B. Authority to Act: Details of decisions taken, by whom and by what authority.

C. Departmental Compliance: Policies & Procedures

All correspondence and communications material to include; Internal, External, Third Party or Exclusively between [the Respondent] & CRN.

1 March 2018 – 30 Nov 2018; Recruitment, investigation and resignation of Livingston Chettipally. Including any meetings with Mr Chettipally outside of CRN authority during his period of standdown and or post resignation.

2. All materials relating to the transfer of funding from Blacktown Youth Services Association to Blacktown Areas Community Centres between July 2017 and Jun 2019

I believe the release of this information is very much in the public interest in particular;

Promote transparent and open discussion of public affairs.

Enhance accountability.

Inform the public about the operations of agencies.

Ensure effective oversight of the expenditure of public funds.

Reveal or substantiate misconduct or negligent, improper or unlawful conduct.

Location labeling records:
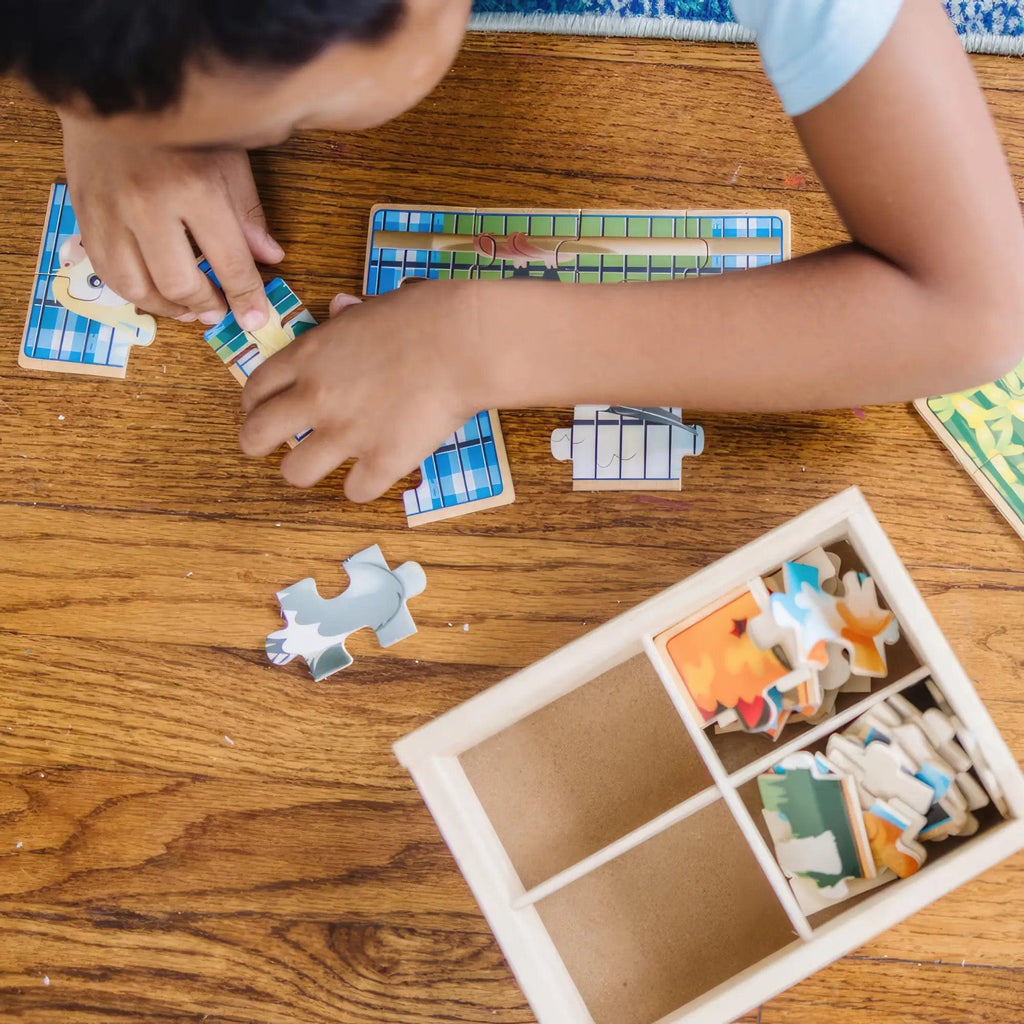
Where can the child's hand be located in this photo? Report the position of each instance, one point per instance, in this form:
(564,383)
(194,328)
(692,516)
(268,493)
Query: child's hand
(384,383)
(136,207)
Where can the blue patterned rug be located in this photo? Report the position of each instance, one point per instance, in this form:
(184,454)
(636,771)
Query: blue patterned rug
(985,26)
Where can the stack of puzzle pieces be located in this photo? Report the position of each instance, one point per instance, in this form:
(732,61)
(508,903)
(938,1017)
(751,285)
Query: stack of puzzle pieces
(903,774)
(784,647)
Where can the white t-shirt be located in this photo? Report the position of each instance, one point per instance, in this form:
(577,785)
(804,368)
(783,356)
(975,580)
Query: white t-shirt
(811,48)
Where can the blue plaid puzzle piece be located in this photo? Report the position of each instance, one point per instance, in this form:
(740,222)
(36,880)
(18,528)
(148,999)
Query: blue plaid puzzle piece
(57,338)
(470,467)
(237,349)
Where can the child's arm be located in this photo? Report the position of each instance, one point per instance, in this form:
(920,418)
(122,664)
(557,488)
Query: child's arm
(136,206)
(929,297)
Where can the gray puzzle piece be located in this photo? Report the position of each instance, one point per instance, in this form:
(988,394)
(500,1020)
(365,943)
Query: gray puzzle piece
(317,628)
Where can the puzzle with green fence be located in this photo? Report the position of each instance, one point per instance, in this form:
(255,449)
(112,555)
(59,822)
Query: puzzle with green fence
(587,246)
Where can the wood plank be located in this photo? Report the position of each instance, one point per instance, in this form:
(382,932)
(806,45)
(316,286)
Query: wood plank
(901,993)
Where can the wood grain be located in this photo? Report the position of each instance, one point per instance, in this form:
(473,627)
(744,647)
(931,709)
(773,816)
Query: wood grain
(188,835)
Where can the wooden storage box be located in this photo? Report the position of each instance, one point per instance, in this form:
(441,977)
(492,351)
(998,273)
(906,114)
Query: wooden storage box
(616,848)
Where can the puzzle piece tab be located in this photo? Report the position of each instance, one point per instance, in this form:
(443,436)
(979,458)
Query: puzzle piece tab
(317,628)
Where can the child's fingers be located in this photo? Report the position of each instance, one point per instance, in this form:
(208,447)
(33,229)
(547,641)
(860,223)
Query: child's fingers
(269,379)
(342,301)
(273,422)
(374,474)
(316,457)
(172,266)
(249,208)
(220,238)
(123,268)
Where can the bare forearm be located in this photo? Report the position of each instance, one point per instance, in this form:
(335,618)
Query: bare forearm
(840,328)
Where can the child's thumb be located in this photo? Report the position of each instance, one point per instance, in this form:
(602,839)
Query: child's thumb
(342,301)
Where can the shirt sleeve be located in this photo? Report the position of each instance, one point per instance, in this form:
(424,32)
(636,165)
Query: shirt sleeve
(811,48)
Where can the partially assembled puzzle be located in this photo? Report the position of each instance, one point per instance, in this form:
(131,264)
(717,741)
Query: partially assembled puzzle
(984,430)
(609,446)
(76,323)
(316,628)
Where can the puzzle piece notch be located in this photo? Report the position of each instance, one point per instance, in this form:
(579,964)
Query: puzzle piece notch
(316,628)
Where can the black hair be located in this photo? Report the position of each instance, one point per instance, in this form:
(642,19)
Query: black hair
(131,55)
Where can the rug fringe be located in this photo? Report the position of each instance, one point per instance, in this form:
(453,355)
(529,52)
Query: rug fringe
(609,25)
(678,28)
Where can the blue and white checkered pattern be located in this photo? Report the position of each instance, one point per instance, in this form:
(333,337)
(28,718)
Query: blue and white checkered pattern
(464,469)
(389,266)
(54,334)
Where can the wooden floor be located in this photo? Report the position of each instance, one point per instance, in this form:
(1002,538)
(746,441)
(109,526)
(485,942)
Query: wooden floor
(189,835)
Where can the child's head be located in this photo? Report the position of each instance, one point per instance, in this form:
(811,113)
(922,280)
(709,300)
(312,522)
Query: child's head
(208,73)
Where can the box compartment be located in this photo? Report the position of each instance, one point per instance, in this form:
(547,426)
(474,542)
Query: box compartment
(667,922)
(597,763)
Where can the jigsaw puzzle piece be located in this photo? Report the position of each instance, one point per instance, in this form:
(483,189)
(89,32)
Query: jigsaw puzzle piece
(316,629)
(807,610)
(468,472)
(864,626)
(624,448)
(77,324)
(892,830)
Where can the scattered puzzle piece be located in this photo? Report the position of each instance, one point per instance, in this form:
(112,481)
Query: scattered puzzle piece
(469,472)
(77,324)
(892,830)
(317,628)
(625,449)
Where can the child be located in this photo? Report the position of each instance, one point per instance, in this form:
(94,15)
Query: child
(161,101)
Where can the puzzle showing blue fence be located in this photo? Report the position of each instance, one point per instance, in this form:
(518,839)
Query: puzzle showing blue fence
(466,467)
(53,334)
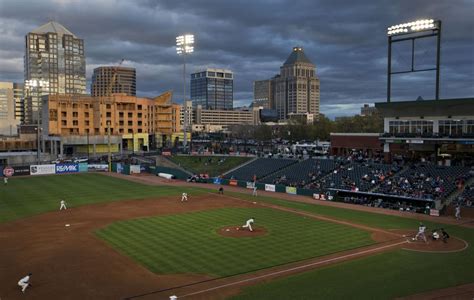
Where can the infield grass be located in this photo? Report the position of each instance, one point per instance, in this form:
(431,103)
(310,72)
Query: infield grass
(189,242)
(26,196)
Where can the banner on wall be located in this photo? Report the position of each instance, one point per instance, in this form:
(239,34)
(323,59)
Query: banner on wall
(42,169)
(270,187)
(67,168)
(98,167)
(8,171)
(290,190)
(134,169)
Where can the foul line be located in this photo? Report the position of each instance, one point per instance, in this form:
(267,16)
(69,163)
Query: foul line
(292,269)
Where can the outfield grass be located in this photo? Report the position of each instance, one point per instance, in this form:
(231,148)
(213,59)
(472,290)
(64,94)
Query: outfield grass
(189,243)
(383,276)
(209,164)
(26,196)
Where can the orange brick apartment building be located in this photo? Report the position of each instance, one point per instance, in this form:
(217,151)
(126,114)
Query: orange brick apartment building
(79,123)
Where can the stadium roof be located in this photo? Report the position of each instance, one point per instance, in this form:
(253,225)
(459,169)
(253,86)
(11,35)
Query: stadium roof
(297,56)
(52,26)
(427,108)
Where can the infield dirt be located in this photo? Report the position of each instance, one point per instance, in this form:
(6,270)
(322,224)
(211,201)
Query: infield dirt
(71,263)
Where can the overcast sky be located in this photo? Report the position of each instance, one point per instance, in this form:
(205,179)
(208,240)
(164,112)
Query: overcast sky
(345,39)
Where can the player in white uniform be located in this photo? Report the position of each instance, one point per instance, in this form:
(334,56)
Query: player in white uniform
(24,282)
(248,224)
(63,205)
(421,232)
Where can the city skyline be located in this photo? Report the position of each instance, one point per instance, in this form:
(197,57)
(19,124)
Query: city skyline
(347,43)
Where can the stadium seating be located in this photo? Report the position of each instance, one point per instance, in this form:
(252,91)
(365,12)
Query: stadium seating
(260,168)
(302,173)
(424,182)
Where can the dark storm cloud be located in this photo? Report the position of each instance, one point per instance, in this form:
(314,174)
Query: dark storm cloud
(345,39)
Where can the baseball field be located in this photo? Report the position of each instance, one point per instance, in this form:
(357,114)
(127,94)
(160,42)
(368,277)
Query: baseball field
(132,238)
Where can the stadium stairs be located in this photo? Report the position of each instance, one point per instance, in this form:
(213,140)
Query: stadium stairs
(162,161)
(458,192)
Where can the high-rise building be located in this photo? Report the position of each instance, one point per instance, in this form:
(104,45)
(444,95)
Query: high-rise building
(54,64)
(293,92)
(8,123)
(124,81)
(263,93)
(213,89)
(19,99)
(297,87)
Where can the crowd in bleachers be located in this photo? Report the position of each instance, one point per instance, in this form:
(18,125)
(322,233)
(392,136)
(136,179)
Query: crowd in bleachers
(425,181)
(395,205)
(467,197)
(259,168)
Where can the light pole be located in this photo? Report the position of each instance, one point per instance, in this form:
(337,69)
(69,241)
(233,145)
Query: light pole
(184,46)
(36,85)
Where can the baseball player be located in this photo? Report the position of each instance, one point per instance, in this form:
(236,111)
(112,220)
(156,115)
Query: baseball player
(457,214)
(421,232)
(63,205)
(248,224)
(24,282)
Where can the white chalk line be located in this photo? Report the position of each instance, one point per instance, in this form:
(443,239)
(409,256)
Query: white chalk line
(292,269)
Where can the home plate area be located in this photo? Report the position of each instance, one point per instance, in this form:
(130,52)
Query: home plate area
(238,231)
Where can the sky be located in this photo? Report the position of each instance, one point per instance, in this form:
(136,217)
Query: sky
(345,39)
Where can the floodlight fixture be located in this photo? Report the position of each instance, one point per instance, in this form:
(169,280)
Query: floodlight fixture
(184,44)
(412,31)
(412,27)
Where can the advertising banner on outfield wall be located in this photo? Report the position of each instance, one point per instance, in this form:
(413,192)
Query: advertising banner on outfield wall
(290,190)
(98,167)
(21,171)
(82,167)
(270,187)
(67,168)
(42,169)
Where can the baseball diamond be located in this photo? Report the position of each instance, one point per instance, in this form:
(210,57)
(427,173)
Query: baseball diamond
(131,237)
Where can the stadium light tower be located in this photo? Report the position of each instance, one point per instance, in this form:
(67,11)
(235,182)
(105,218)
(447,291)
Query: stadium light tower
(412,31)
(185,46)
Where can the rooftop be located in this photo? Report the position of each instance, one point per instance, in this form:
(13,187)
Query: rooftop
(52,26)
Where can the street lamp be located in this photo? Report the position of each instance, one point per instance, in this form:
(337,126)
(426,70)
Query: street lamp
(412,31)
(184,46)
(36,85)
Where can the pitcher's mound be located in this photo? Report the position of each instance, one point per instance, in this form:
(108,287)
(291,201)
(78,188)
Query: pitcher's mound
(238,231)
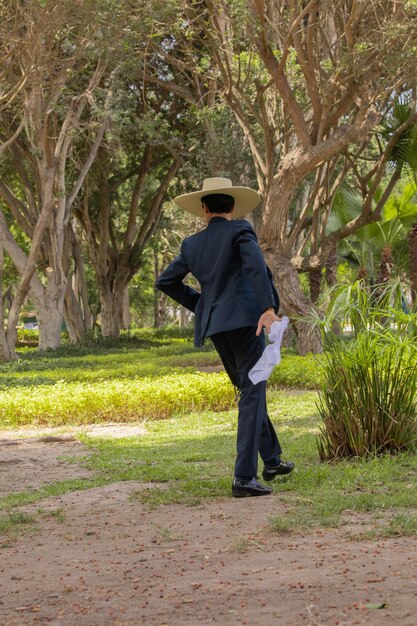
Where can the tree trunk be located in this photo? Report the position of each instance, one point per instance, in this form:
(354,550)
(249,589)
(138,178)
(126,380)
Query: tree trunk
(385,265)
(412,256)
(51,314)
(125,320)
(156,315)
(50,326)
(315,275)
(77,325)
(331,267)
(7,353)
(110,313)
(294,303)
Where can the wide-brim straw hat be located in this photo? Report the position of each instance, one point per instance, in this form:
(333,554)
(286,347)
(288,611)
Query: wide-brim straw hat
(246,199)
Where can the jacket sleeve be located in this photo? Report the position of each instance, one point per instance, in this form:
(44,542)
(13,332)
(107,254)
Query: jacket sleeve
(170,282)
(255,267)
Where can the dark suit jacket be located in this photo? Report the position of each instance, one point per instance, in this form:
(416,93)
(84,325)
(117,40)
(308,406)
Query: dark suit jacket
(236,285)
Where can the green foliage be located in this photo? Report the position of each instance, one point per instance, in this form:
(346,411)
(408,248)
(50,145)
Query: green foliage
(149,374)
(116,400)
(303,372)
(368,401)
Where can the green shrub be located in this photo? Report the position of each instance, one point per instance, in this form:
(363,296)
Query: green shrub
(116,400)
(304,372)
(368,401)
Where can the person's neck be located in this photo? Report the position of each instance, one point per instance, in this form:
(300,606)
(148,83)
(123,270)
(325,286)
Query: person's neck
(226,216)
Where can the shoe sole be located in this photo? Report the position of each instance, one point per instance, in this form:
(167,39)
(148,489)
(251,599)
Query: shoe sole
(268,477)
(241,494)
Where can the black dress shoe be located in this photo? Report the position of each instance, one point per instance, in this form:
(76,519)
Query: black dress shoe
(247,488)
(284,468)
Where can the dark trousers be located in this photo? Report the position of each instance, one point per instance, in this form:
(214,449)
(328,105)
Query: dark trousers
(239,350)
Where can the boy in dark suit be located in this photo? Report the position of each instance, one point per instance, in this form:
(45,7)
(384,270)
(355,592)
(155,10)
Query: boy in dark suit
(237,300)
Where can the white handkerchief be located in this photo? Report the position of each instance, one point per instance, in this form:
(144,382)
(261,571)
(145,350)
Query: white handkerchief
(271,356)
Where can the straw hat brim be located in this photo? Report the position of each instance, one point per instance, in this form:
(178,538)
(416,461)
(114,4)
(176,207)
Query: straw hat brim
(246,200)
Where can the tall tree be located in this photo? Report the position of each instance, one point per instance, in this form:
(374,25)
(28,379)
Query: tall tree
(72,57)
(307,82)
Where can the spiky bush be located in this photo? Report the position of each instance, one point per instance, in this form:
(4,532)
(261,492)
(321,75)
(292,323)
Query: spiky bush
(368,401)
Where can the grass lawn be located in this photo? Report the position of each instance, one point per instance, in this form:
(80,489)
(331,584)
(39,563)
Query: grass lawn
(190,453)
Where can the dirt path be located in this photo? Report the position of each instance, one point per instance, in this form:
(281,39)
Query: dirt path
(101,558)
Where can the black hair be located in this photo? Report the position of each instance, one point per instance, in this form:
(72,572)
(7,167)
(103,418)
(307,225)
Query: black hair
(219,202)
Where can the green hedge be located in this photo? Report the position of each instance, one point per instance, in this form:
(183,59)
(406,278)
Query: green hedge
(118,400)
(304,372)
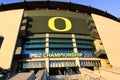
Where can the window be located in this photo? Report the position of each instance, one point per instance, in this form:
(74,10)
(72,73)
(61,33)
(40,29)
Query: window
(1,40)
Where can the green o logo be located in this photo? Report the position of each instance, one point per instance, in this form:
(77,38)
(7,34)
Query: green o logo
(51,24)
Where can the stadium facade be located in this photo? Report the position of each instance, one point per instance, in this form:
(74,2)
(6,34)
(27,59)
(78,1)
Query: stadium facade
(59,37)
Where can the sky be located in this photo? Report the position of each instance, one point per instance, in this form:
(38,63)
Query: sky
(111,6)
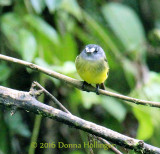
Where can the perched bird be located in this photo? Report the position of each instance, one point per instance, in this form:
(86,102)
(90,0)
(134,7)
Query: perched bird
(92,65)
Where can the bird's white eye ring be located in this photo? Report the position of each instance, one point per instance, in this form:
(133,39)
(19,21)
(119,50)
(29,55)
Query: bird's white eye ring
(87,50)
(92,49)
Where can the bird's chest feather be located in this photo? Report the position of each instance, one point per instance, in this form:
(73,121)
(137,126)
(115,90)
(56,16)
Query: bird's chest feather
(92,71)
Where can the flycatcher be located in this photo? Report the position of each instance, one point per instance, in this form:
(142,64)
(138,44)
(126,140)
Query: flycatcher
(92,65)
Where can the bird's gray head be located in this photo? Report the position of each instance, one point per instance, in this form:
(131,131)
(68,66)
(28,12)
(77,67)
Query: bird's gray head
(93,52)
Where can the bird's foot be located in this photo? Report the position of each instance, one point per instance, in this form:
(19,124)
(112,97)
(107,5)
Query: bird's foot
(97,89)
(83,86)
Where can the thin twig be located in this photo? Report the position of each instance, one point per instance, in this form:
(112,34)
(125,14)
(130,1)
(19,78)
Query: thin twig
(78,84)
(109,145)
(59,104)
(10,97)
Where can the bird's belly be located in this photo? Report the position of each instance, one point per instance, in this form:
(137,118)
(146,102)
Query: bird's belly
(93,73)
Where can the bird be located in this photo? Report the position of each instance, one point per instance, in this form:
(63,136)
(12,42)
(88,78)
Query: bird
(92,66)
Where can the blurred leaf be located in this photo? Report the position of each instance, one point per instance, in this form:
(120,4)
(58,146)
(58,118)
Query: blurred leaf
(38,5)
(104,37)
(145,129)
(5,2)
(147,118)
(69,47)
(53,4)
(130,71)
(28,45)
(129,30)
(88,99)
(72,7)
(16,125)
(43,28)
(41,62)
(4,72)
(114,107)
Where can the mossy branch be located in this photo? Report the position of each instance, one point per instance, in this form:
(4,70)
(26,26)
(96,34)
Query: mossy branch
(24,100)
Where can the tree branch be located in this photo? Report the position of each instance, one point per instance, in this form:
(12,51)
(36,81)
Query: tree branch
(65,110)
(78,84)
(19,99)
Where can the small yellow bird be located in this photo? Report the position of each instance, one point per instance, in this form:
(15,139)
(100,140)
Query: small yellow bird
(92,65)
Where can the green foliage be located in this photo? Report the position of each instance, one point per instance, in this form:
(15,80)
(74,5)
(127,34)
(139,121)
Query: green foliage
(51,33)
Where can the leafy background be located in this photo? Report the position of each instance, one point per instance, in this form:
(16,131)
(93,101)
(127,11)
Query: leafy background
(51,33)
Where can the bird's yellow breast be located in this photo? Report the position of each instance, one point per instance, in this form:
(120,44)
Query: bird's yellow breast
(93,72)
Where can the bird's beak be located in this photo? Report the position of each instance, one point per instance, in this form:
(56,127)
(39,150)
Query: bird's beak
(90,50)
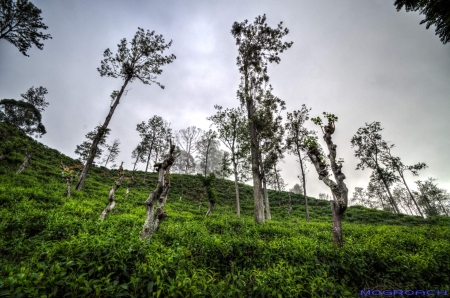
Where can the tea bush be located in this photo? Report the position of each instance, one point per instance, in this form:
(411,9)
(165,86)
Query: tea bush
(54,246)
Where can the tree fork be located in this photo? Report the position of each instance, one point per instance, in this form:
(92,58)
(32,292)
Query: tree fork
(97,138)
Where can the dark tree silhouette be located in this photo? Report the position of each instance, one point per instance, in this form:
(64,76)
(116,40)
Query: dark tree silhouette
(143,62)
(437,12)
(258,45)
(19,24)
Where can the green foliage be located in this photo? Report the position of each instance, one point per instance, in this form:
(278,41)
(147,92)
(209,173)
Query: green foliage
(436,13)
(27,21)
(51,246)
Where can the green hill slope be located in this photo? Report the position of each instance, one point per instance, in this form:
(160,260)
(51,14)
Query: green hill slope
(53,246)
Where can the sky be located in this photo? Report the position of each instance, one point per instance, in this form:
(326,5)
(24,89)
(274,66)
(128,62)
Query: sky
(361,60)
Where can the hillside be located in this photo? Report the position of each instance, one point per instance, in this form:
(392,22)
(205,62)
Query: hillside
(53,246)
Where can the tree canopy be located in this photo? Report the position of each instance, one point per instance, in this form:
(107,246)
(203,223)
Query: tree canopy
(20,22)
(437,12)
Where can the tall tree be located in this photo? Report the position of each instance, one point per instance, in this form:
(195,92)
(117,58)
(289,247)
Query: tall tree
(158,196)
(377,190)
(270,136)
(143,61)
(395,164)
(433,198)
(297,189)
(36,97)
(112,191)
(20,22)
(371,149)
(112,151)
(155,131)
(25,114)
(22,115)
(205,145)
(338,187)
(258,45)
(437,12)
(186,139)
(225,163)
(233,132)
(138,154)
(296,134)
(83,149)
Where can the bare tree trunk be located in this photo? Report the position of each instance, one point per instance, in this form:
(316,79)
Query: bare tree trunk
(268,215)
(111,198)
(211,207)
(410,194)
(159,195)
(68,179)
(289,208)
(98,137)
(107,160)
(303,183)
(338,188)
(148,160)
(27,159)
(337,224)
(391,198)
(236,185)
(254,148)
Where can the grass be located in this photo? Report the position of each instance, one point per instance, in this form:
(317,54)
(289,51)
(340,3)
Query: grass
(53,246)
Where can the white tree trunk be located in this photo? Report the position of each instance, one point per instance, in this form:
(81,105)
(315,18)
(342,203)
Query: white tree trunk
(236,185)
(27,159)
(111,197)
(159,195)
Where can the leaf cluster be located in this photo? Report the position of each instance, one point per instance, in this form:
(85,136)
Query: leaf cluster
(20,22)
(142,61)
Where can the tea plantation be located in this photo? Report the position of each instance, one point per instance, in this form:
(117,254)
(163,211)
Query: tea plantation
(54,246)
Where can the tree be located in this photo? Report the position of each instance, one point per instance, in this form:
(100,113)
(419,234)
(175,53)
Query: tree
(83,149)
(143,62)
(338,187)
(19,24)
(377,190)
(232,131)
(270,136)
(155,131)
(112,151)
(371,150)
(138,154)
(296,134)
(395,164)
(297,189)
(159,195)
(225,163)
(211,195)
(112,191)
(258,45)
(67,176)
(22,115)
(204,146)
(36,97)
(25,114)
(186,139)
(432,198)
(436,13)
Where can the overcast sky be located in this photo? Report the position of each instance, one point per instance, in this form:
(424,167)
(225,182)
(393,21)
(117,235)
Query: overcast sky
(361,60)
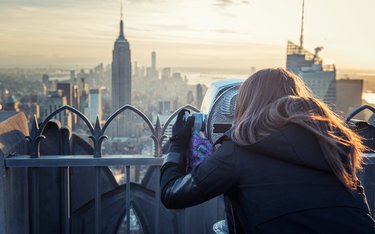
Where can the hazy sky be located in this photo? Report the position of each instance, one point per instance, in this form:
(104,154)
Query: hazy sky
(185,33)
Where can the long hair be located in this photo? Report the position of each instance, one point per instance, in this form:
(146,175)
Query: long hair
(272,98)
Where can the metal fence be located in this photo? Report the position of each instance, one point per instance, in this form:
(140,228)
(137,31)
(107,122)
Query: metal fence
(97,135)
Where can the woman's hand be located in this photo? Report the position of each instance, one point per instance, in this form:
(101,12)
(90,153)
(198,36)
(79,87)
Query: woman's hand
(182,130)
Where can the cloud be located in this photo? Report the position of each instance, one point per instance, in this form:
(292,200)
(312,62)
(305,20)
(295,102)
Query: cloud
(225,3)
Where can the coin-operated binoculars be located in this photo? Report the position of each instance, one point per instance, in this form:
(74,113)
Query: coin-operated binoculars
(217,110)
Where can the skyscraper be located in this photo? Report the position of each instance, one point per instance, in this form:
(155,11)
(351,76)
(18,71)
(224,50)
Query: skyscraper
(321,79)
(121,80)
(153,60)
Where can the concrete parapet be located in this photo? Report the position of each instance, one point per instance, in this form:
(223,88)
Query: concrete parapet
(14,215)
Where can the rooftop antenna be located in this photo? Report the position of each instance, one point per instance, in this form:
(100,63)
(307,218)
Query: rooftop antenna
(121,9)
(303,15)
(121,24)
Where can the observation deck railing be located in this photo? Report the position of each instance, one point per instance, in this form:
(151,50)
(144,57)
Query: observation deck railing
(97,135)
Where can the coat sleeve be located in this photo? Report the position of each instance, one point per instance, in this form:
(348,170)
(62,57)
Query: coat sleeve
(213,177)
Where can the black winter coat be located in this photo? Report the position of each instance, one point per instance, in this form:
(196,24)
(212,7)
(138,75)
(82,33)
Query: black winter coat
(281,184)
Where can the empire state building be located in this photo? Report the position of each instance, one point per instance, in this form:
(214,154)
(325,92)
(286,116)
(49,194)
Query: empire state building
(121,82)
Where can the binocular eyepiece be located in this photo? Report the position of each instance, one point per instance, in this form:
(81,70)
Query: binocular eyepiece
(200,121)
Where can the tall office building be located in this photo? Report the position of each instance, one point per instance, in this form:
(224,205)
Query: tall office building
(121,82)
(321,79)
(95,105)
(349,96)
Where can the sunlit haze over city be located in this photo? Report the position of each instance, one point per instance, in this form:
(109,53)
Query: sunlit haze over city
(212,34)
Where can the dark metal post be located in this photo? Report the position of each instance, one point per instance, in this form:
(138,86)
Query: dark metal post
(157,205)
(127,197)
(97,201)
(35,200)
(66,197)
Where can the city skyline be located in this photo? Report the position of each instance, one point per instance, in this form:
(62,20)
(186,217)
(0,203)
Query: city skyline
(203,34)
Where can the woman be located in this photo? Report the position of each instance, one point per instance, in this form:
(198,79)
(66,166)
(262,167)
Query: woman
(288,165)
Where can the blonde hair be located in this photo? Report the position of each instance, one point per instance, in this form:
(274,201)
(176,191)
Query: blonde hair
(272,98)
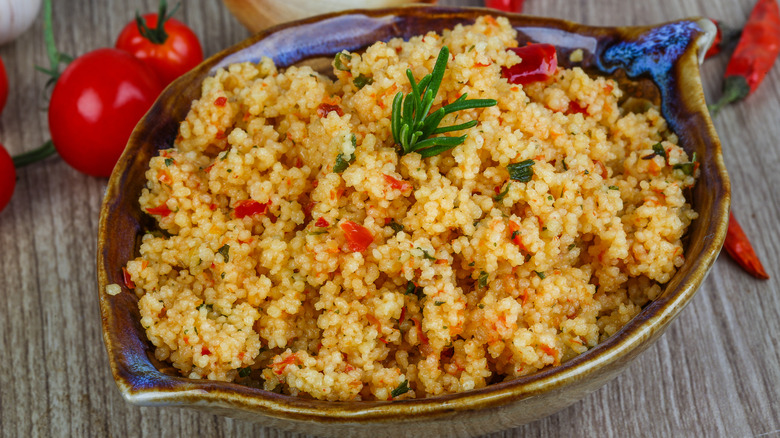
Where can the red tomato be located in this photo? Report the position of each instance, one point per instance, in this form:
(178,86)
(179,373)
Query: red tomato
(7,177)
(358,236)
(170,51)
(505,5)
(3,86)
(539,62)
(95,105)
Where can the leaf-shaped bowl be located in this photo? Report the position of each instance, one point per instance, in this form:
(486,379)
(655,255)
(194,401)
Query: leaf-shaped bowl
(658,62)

> PROBLEM REQUIREMENTS: Using the information request above, decide whether each statement agrees with it: (a) The request covers material on moving funding from Blacktown Youth Services Association to Blacktown Areas Community Centres. (b) The period for the Livingston Chettipally material ends in March 2019. (c) Only internal communications are requested. Answer yes or no for each, quoting the words that decide it.

> IN RESPONSE:
(a) Yes: "All materials relating to the transfer of funding from Blacktown Youth Services Association to Blacktown Areas Community Centres between July 2017 and Jun 2019"
(b) No: "1 March 2018 – 30 Nov 2018"
(c) No: "Internal, External, Third Party or Exclusively between [the Respondent] & CRN"